> **Gezeigter Textauszug**:
- - - -
Wenn gestandene Konservative, die sich bislang stets gegen die Gleichstellung gleichgeschlechtlicher Paare gewehrt haben und die verbindliche Quoten für mehr Geschlechtergerechtigkeit in Führungsetagen der Wirtschaft für überflüssig halten, auf einmal von dem Problem reden, dass Flüchtlinge aus muslimisch geprägten Ländern weder die Gleichberechtigung von Mann und Frau noch die gleichgeschlechtlicher Paare anerkennen, haben sie entweder ihre Ansichten radikal geändert oder es ist eine Menge Bigotterie im Spiel.
Seit gut zwei Monaten beherrscht ein Thema die politischen Diskussionen: wohin mit den Flüchtlingen und wie viele mögen wohl noch kommen? Deutschland als Land in der Mitte Europas ohne EU-Außengrenzen, ohne unmittelbare Nachbarschaft zu Krisenregionen blieb über viele Jahre verschont von der Anforderung, eine Antwort auf die Fluchtbewegungen aus den Ländern des Südens zu geben. Mit Schaudern und Entsetzen konnte sich empört werden, wenn Menschen im Mittelmeer ertranken, weil ihre Boote nicht seetüchtig waren. Die italienische Regierung konnte als unfähig gescholten werden, wenn vor Lampedusa Menschen starben oder aber die Grenzorgane weder mit der Unterbringung geschweige denn der Erfassung von Flüchtlingen nachkamen. Geschützt durch das Schengen-Abkommen, das die Sicherung der EU-Außengrenzen jenen Mitgliedstaaten zuweist, die eine EU-Außengrenze haben, und abgesichert durch das Dublin-Abkommen, dass Flüchtlinge verpflichtet, in jenem Land, in dem sie zum ersten Mal EU-Boden betreten haben, den Asylantrag zu stellen, konnte in Deutschland die „Moralkeule“ mit leichter Hand geschwungen werden.
- - - -
> **Aufgaben bearbeiten**:
a – Wie lange beherrscht das Thema Flüchtlinge laut dem Text zur Flüchtlingsdebatte schon die politischen Diskussionen?
b – Wiederholen Sie aus dem Text zur Flüchtlingsdebatte wortgetreu den Abschnitt, der bei „Wenn gestandene Konservative, die“ beginnt und bei „Bigotterie im Spiel.“ endet.

> **Bereitgestellte Daten**:
- - - -
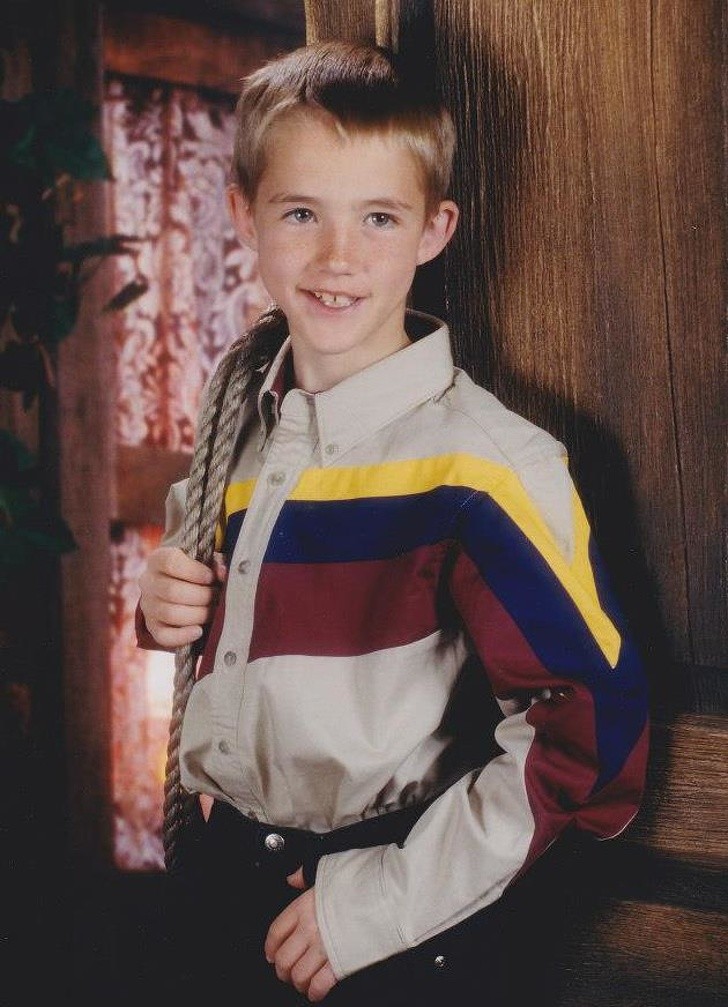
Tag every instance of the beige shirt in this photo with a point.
- - - -
> **Lösungen der Aufgaben**:
a – Seit gut zwei Monaten.

b –
Wenn gestandene Konservative, die sich bislang stets gegen die Gleichstellung gleichgeschlechtlicher Paare gewehrt haben und die verbindliche Quoten für mehr Geschlechtergerechtigkeit in Führungsetagen der Wirtschaft für überflüssig halten, auf einmal von dem Problem reden, dass Flüchtlinge aus muslimisch geprägten Ländern weder die Gleichberechtigung von Mann und Frau noch die gleichgeschlechtlicher Paare anerkennen, haben sie entweder ihre Ansichten radikal geändert oder es ist eine Menge Bigotterie im Spiel.